━━━ AVAILABLE DATA ━━━

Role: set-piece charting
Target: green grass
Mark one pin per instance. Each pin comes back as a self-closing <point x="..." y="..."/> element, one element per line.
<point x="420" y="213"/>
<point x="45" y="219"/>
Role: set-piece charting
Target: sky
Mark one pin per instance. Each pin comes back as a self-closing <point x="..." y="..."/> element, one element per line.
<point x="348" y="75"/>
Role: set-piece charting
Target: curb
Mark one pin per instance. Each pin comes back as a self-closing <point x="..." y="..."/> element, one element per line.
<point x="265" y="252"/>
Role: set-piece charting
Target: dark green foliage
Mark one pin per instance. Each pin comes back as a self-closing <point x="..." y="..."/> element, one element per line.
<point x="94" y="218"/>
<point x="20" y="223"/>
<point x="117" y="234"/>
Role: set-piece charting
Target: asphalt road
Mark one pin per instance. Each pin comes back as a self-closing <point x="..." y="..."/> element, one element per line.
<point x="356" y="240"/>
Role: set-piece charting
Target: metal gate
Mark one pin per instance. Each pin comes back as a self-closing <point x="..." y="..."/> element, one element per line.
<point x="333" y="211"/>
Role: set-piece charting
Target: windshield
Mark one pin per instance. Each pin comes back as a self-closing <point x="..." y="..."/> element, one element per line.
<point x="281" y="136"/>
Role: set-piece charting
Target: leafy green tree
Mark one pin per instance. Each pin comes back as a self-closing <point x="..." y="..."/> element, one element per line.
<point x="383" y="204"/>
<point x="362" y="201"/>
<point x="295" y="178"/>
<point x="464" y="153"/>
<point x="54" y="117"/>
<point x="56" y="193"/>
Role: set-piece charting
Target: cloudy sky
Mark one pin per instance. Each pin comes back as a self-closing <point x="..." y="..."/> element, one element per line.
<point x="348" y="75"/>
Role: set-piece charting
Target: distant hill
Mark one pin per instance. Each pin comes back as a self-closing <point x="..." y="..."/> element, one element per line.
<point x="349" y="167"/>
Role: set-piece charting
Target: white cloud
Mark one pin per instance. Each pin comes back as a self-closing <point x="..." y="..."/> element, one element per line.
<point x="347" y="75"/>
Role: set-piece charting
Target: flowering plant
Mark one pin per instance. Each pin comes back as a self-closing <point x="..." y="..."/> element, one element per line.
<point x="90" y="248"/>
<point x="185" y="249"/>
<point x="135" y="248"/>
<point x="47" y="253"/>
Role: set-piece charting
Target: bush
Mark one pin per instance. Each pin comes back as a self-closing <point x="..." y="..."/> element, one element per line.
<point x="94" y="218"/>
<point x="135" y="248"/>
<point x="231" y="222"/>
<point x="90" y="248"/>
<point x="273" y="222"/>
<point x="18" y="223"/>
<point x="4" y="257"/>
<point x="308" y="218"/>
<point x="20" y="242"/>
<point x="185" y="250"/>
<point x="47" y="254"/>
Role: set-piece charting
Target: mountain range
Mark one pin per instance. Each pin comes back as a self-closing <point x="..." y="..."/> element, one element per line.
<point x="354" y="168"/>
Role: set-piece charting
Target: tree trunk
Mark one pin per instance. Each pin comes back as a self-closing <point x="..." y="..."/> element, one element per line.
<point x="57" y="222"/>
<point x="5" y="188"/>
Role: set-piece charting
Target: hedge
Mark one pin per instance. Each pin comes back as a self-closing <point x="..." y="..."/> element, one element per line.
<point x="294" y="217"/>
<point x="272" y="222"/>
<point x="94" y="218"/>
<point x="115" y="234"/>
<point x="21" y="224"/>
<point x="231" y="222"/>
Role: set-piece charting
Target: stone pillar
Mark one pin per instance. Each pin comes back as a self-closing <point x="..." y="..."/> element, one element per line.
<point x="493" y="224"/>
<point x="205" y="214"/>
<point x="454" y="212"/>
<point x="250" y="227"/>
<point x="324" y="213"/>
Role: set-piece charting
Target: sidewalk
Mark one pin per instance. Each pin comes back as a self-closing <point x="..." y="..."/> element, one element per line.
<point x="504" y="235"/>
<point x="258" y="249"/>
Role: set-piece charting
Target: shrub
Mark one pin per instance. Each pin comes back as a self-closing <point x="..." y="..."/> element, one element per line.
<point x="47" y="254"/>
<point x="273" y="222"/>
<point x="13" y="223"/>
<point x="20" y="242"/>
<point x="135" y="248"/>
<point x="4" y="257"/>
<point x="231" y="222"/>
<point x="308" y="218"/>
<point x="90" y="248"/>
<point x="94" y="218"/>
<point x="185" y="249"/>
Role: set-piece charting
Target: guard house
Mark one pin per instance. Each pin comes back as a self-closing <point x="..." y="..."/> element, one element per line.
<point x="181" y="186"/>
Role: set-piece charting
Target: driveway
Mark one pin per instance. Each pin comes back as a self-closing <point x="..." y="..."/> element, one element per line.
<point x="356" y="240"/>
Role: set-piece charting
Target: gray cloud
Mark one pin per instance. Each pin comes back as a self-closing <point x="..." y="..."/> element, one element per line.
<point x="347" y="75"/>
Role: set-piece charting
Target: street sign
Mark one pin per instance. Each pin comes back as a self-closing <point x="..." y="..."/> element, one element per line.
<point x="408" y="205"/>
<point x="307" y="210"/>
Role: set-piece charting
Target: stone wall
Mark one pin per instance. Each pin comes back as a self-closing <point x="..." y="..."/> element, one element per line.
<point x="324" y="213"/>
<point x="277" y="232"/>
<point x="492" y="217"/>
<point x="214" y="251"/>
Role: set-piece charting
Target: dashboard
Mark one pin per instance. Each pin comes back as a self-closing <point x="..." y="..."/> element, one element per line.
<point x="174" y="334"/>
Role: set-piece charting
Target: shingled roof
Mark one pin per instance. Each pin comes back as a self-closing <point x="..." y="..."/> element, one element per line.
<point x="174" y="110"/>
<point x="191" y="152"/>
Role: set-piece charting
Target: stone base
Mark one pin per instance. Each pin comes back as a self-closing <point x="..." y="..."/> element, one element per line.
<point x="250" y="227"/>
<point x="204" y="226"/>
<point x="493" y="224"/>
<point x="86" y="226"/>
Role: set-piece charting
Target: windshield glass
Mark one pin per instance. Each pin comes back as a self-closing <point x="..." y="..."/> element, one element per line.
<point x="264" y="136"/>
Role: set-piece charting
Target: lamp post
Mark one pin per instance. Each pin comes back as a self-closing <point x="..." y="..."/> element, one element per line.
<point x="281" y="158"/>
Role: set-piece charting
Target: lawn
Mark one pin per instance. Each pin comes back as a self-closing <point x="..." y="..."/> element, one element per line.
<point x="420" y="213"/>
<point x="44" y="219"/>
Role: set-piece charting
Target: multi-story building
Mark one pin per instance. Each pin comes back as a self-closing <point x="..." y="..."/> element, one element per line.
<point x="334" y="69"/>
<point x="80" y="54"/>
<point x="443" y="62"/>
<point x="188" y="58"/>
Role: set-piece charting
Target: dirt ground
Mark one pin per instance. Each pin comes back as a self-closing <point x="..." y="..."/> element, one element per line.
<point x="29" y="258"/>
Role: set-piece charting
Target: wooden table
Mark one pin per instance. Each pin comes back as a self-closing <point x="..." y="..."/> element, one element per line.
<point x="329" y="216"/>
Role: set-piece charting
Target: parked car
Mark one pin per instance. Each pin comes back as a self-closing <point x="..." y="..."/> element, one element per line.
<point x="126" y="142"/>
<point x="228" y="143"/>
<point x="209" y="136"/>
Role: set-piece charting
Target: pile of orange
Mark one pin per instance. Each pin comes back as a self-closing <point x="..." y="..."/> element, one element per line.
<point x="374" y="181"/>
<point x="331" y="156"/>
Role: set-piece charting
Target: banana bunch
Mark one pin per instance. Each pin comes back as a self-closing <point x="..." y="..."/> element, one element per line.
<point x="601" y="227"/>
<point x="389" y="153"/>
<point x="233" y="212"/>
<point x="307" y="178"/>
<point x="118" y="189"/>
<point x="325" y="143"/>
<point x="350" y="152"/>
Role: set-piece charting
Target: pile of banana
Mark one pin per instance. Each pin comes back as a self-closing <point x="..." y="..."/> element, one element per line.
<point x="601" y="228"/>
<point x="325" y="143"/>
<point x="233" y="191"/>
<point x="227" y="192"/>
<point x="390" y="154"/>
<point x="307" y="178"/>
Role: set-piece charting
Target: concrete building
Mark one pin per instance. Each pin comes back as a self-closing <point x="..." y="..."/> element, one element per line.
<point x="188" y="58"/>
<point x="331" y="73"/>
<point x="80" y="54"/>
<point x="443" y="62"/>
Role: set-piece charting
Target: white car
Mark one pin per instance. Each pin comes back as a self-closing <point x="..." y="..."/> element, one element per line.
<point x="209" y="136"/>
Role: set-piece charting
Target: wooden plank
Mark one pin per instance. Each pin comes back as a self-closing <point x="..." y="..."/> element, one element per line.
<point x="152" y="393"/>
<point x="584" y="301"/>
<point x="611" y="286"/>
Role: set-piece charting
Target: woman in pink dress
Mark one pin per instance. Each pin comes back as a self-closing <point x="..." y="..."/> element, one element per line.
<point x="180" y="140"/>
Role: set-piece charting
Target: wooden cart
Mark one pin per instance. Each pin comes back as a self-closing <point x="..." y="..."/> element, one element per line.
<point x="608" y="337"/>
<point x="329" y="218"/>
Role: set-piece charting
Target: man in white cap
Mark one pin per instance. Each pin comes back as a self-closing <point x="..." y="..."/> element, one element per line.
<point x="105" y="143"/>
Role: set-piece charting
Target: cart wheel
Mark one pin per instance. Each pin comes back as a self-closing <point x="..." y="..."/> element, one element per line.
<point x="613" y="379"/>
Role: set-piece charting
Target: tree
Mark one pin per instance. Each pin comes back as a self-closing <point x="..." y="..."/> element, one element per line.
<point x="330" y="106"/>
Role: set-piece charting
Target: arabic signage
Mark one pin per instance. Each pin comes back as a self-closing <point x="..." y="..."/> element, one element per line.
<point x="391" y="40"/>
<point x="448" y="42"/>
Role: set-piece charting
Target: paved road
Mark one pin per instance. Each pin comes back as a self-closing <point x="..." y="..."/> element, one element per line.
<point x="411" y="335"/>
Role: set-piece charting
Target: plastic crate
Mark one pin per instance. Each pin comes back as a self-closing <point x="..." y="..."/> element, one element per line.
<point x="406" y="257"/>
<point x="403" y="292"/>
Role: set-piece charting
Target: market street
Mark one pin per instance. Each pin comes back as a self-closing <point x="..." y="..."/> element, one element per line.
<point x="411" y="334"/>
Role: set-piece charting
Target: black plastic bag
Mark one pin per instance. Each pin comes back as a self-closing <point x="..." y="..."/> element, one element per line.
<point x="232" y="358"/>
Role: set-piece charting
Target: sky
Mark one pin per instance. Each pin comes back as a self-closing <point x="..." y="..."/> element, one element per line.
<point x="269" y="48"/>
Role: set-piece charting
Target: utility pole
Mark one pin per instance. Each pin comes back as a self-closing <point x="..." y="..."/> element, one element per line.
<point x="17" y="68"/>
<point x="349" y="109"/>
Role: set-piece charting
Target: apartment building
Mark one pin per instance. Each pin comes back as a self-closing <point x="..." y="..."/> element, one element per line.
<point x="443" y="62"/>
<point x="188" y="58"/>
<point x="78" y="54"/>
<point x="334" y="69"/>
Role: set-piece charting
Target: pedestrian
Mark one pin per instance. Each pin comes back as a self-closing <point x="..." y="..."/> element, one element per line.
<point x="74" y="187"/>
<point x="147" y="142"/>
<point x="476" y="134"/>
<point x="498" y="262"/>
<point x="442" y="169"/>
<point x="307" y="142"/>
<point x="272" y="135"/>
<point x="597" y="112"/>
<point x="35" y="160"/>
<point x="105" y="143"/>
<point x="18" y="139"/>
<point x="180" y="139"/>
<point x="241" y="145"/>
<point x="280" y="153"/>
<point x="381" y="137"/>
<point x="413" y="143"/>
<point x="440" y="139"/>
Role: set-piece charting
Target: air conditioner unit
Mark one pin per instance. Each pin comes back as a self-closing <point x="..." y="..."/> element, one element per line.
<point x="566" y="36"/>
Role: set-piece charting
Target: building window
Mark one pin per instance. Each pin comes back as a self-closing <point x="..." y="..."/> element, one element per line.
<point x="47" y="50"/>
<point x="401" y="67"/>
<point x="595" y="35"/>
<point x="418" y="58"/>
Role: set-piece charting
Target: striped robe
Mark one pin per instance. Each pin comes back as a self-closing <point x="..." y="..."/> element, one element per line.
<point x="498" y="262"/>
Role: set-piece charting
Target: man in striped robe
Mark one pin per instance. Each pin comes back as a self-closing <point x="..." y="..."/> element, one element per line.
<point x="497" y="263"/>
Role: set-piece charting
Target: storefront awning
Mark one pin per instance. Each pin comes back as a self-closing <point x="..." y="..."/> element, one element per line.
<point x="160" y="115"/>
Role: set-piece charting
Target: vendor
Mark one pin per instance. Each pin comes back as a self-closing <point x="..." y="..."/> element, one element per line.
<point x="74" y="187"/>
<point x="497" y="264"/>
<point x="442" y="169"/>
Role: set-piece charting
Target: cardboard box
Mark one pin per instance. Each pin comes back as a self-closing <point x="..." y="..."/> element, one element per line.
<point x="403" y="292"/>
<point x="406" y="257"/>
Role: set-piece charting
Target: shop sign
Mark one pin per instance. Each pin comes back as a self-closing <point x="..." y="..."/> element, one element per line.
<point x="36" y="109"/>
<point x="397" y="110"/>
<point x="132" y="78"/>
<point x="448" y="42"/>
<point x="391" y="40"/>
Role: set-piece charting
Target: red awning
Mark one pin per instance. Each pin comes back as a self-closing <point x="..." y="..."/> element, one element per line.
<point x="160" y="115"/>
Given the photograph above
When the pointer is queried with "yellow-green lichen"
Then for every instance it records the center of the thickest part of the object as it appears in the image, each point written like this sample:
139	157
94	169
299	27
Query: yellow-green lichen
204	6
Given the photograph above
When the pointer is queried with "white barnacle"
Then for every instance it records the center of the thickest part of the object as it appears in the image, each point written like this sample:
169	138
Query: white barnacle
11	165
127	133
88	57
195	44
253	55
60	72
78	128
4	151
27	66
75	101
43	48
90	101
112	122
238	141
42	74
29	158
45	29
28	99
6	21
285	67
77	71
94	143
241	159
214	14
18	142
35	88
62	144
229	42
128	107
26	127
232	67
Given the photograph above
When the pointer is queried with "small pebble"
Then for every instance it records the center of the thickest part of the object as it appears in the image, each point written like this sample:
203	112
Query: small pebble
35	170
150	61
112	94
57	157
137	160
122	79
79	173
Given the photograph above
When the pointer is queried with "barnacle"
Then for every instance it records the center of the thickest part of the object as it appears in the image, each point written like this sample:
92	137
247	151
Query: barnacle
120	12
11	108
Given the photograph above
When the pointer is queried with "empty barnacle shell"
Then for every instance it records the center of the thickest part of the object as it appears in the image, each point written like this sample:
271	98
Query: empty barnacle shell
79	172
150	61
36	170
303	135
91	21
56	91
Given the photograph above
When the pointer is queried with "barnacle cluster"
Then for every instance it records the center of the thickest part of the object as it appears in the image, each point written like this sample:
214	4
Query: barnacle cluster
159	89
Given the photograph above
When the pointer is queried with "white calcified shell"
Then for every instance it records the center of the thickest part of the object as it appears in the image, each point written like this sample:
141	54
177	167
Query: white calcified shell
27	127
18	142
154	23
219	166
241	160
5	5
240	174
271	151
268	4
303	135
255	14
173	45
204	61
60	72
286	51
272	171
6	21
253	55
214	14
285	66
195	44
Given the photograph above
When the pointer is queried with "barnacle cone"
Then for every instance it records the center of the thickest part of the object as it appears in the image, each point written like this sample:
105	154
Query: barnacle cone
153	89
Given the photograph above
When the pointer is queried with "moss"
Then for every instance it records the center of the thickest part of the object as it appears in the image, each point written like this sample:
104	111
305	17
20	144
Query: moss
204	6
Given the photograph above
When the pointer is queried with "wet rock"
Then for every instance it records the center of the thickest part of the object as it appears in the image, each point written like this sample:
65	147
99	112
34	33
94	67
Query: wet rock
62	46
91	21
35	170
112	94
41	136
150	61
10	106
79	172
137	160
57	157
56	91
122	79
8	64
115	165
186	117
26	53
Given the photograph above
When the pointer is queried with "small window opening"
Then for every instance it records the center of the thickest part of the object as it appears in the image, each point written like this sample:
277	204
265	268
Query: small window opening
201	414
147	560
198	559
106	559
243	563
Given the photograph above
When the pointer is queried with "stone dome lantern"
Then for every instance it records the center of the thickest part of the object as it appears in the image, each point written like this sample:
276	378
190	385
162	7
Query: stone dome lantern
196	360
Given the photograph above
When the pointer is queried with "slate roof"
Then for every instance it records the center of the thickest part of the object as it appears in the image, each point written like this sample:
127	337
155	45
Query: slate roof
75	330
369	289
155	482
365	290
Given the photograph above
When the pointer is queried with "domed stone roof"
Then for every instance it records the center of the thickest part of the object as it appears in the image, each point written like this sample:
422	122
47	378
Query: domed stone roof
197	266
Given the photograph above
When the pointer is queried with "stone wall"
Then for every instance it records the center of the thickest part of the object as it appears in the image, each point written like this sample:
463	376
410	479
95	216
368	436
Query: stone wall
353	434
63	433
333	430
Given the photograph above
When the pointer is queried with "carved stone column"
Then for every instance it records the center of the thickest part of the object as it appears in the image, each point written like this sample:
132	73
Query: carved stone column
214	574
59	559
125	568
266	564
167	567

━━━

◆ WORK ORDER
Show all lines above holding the word "striped".

◆ RESPONSE TO THIS EXERCISE
Target: striped robe
Target: man in striped robe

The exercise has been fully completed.